About this task
Please write out the final portion of the records below exactly: the line containing "the sea water", every line after it, and nothing else.

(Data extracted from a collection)
◆ ◆ ◆ ◆

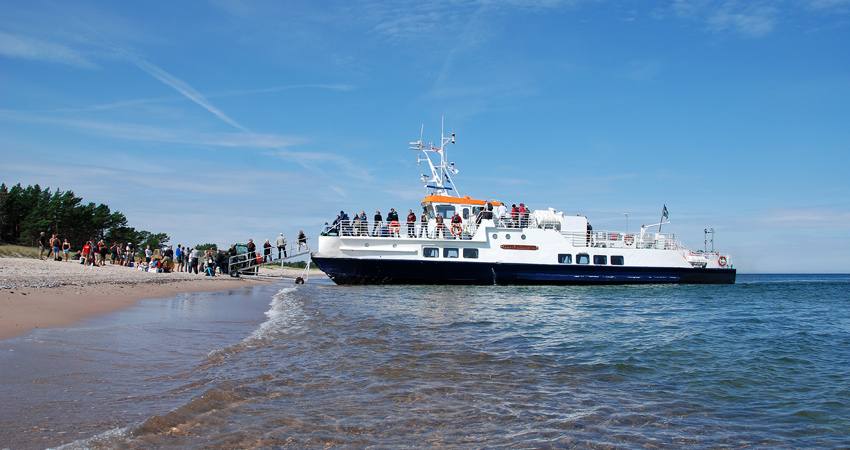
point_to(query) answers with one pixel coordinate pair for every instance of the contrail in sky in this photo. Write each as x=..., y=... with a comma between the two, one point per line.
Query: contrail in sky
x=182, y=87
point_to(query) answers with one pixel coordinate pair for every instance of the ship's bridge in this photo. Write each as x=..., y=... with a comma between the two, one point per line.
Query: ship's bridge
x=447, y=206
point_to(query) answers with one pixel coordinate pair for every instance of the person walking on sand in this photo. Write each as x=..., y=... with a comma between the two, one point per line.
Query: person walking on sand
x=267, y=251
x=86, y=253
x=55, y=244
x=252, y=250
x=42, y=244
x=281, y=245
x=194, y=266
x=302, y=240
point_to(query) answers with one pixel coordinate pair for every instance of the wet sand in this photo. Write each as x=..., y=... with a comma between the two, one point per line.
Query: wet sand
x=48, y=294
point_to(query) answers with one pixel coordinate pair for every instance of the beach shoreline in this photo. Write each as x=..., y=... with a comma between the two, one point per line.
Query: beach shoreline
x=49, y=294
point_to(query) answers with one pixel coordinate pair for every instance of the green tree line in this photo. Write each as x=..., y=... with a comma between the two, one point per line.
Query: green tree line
x=26, y=212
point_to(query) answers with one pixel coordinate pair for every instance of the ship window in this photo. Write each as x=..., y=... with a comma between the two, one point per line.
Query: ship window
x=447, y=211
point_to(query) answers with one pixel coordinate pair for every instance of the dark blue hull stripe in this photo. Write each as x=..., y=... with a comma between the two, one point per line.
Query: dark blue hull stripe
x=384, y=271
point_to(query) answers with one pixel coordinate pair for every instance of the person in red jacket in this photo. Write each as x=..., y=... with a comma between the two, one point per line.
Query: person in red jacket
x=87, y=253
x=411, y=224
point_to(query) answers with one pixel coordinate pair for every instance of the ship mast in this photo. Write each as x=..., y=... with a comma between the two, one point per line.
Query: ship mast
x=440, y=182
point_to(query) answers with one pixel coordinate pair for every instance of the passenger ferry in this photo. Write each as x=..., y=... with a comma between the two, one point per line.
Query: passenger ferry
x=492, y=245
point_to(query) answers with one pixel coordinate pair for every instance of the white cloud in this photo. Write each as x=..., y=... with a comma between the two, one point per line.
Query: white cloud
x=14, y=46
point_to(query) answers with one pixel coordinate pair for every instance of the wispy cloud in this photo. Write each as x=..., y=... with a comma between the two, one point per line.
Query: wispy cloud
x=16, y=46
x=753, y=18
x=183, y=88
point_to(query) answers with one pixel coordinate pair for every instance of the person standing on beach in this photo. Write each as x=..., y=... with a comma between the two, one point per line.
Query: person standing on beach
x=178, y=255
x=267, y=251
x=66, y=249
x=194, y=265
x=252, y=250
x=104, y=250
x=42, y=244
x=87, y=253
x=54, y=245
x=281, y=245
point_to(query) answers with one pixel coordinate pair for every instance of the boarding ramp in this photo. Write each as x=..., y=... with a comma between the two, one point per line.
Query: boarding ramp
x=248, y=263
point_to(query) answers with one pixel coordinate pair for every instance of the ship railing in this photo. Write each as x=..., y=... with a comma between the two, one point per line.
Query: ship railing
x=466, y=230
x=247, y=263
x=619, y=239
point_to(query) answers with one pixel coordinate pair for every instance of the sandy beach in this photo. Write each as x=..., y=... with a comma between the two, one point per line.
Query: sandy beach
x=48, y=294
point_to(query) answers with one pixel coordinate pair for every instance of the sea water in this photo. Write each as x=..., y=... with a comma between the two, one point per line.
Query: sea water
x=764, y=363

◆ ◆ ◆ ◆

Exercise output
point_to(query) answers with one pixel coordinate pair for every instance of the sea water in this photo. Write each as x=..., y=... with a comma between the two, one point per line.
Query: sea water
x=764, y=363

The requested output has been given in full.